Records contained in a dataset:

_ _ _ _ _

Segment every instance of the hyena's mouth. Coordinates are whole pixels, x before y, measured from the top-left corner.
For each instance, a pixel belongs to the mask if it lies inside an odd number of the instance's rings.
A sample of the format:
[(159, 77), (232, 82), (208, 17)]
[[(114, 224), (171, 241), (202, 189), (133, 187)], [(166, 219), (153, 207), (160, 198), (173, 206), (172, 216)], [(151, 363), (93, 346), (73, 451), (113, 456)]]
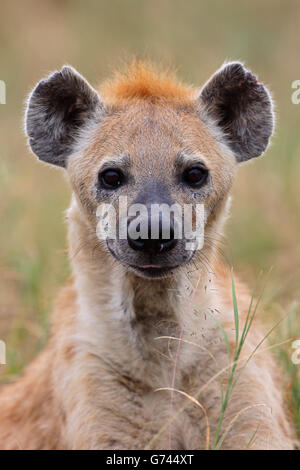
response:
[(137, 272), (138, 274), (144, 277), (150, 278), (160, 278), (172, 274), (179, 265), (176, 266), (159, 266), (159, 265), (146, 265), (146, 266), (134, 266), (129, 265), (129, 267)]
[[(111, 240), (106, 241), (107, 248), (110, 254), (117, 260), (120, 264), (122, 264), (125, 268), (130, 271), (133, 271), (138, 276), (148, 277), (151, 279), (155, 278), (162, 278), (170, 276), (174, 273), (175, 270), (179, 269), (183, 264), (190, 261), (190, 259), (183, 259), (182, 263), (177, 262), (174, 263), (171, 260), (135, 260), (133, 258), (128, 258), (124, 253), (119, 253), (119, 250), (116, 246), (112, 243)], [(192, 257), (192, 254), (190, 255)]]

_ _ _ _ _

▶ _WHAT TO DO_
Whenever a line of the entries contains the string "instance", copy that line.

▶ _RESPONSE TO THE EXERCISE_
Segment every instance of the hyena's mouth. Coordinates are whole pixels, x before y, measured from the top-left corner.
For each instance, a pixel belongs to the mask if it lies inside an odd number of the instance's rings.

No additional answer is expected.